### Source passage
================================

Brown has also argued that the administration is delaying tough decisions by putting off internal debt payments through refinancing. The budget proposal does state that these would be one-time savings, and Coddington acknowledged they could entail larger long-term costs. Unlike typical loans, however, the city’s internal debt can be paid off early without penalty, Coddington said, meaning that there is relatively little disadvantage to delaying payments if economic conditions improve later.
Brown has also been highly critical of the city-run Trent Resource and Assistance Center, a roughly 350-bed homeless shelter and a major strain on city finances. She argues that the Woodward administration has used one-time COVID-relief funds from the federal government to cover the ongoing expenses to operate the shelter, which is currently only funded through next summer.
Woodward argued that the city’s homeless services are always funded by one-time funds, such as grants from the state or federal governments, but agreed that the current funding source for the Trent Avenue shelter was not sustainable. The city hoped to get additional state funds next year to keep the shelter open at least through the end of next year, she added.
“I wish there was more sustainable funding for these types of facilities as we address homelessness,” Woodward said.
Woodward also argued that her administration had been forced into opening the Trent facility by court decisions and City Council ordinances that forbid enforcement of homelessness camping laws if shelter beds aren’t available, and that make it onerous to wind down shelter space once it has been created.
The mayor’s proposed budget also continues a hiring freeze announced earlier this year for positions that don’t directly increase revenues or decrease costs.
“There will be tighter scrutiny on hiring for open positions,” Coddington said. “We’ll evaluate if positions are still needed or if the job description is right, and this just means there’s added scrutiny on whether a position is needed or not right now.”
Zappone questioned whether continuing to keep positions open, as opposed to either cutting them permanently or recommending new revenue to bring them back, was avoiding addressing the long-term problem of unsustainable staffing costs.
“The hiring freeze does not actually solve the budget gap,” he said. “It’s a permanent gap – are we permanently pausing that hiring? That’s eliminating positions. We can’t bring them back because there’s no additional revenue, unless we go to voters and ask for a tax increase.”
The mayor’s proposed 2024 budget does largely freeze overall growth in spending next year, increasing only 0.2% over the 2023 budget, which itself increased 5.6% compared to 2022.
Over half, or 55%, of the proposed general fund budget would go to the police and fire departments.
The mayor has proposed cutting 19 positions in the fire department. Those cut firefighter positions come from the “fire relief pool,” city spokesman Brian Coddington said last month when the cuts were called for in the mayor’s preliminary budget. Those are positions working each shift beyond minimum staffing requirements, typically backfilling a spot left vacant by a firefighter on sick or holiday leave. A recent study suggested the positions could be cut without the city dropping below minimum standards of service, Coddington added at the time.
The Spokane Police Department is by far the largest single expense in the city’s $243 million general fund, with the mayor proposing spending $85 million on police next year, up from $73 million in 2023.
Kinnear wondered whether that budget increase was appropriate, noting the belt tightening currently taking place in other city departments and that the City Council office’s budget was cut last year.
“I want to make sure we’re being prudent and not asking for a Cadillac when a Chevy would do,” she said.

================================

### Extracted material
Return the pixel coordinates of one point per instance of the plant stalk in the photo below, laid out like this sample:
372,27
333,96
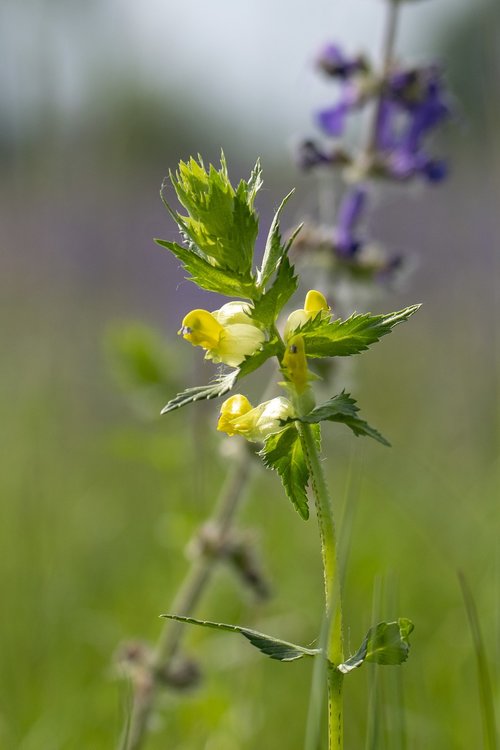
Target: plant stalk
191,591
387,55
334,647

================================

### Instructions for the task
List every person the budget passage names, in order of first mention.

### Exercise output
Brown, Brian Coddington, Woodward, Zappone, Kinnear